Supplied passage:
__________
In order to deliver the malware to users of SolarWinds Orion, the supply chain was attacked. The attackers were able to compromise SolarWinds’ keys and digitally sign a trojanized version of a Windows Installer Patch file, which was distributed using the existing update infrastructure and, after the update process, loaded by the host process. Signature checks did not fail due to the key compromise. Attacks were then able to connect to command and control infrastructure by resolving a subdomain’s CNAME record[2].
While supply chain attacks are not a new occurrence, the SolarWinds attack has forced both developers and security analysts to take the subject more seriously. Historically, most software did not have a particularly complex supply chain; software was limited in size, function and audience, organizations had their own developers and created, for the most part, their own software without many external dependencies. Modern software development has however led to a strong increase in supply chain complexity, as modern software is large enough for it not be manageable by a single organization.
As a result, modern software development is in large part about assembly of existing software, which leads to very long supply chains. A typical “Web 2.0” application could for example include an app server, HTTP server, XML parser, database client, C libraries & compiler, all of which also have their own supply chains. In recent years, in addition to toolchain corruption (such as in the case of XCodeGhost[6]) becoming more and more of an issue, both popular proprietary software and libre software have shown vulnerabilities affecting software released over multiple years (such as for example the “Heartbleed” or “Shellshock” vulnerabilities). In addition to libraries impacting a delivered product, the usage of generated data from tools such as TensorFlow or PyTorch, as well as the use of publically available or scraped data such as from Data.gov and Google’s “Open Images Dataset” leads to new attack vectors on the software supply chain.
__________
Data provided:
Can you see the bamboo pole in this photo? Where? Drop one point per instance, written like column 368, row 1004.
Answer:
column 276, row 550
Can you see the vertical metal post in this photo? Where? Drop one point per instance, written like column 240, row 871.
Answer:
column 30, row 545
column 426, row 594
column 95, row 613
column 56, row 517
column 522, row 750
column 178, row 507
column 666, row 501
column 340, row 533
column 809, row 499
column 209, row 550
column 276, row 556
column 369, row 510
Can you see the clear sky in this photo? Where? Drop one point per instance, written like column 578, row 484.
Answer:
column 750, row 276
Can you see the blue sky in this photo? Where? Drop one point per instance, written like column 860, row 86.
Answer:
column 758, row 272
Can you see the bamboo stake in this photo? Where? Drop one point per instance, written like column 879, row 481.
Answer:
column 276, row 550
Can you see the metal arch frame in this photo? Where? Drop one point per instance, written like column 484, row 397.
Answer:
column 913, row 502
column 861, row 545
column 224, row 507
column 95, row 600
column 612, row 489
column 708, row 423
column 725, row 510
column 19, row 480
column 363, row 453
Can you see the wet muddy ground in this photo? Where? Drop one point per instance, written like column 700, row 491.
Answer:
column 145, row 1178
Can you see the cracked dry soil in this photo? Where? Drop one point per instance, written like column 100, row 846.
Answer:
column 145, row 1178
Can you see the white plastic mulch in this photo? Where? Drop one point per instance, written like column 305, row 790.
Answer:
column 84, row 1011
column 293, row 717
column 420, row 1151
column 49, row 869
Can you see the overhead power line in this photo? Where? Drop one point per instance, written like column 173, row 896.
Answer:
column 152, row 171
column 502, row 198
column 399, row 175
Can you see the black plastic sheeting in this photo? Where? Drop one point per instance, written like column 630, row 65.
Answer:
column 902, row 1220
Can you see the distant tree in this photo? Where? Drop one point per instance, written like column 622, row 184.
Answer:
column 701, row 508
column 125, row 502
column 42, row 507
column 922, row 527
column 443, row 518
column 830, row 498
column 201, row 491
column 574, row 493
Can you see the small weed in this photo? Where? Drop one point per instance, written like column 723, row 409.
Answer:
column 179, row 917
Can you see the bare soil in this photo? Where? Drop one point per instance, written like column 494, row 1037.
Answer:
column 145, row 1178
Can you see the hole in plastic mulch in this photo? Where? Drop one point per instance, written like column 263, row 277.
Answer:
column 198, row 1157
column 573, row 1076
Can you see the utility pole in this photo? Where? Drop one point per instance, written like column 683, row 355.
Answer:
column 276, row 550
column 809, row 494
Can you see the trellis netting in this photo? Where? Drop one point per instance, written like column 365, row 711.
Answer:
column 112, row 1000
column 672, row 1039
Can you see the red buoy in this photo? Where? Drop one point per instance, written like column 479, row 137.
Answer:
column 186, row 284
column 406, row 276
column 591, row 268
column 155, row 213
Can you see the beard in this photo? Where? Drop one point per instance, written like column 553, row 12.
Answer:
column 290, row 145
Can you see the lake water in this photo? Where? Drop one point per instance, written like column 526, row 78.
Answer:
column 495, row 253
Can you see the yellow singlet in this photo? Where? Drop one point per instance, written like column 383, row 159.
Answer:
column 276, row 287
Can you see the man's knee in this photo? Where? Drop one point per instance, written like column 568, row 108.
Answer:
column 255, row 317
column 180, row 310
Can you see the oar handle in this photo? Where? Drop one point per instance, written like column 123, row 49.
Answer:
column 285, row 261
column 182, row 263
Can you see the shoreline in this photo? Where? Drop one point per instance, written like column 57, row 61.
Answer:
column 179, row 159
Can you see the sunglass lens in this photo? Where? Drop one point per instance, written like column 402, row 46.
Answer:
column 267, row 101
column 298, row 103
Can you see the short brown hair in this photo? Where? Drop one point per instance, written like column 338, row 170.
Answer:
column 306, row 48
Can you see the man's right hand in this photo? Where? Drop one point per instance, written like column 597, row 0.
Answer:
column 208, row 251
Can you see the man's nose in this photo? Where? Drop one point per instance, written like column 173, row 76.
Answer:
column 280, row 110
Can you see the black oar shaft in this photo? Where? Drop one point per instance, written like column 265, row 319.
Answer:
__________
Objective 1:
Quote the records from the line with "Can you see the clear" up to and including the line with "column 49, row 869".
Objective 2:
Continue the passage on software supply chain attacks from the point where it stops.
The records are unrelated to the passage on software supply chain attacks.

Result 1:
Can you see the clear sky in this photo? Where? Drop one point per instance, written like column 578, row 484.
Answer:
column 750, row 276
Can you see the blue sky in this photo? Where? Drop one point per instance, written like column 860, row 86.
Answer:
column 758, row 272
Can you see the bamboo stake in this photo? Where? Drop one point per instance, written like column 879, row 481.
Answer:
column 276, row 550
Can you see the metal arch frame in this photo? Where? Drop one point per instance, written like column 484, row 397.
Answer:
column 913, row 502
column 861, row 545
column 224, row 507
column 95, row 600
column 612, row 489
column 708, row 423
column 725, row 510
column 19, row 480
column 363, row 453
Can you see the wet muddy ground in this photo? Where? Drop one point per instance, written like column 700, row 491.
Answer:
column 145, row 1178
Can you see the cracked dry soil in this photo? Where? Drop one point per instance, written like column 100, row 846.
Answer:
column 145, row 1178
Can you see the white plastic mulch in this photo? Where? Drop one point per instance, written like column 305, row 790.
Answer:
column 84, row 1011
column 293, row 717
column 420, row 1151
column 49, row 869

Result 2:
Due to multiple high-profile attacks, the interest in means to reduce the risk factors of software supply chains has risen. Simple ways to start reducing risk could, for example, include enforcing rules for suppliers so that they start to follow best practices too, internally ensuring the security and validity of the delivered product by inspection, analysis of the means of delivering the product, and enforcing operational product control so that the product is used securely. From an educational perspective, notarizing the level of security knowledge of employees, ensuring that non-expired education material is used and the credentials of instructors are known, can lead to a reduction in risk. When it comes to checking the suppliers, enforcing the availability or design documents, analysis of attack patterns and the usage of code signing can be used.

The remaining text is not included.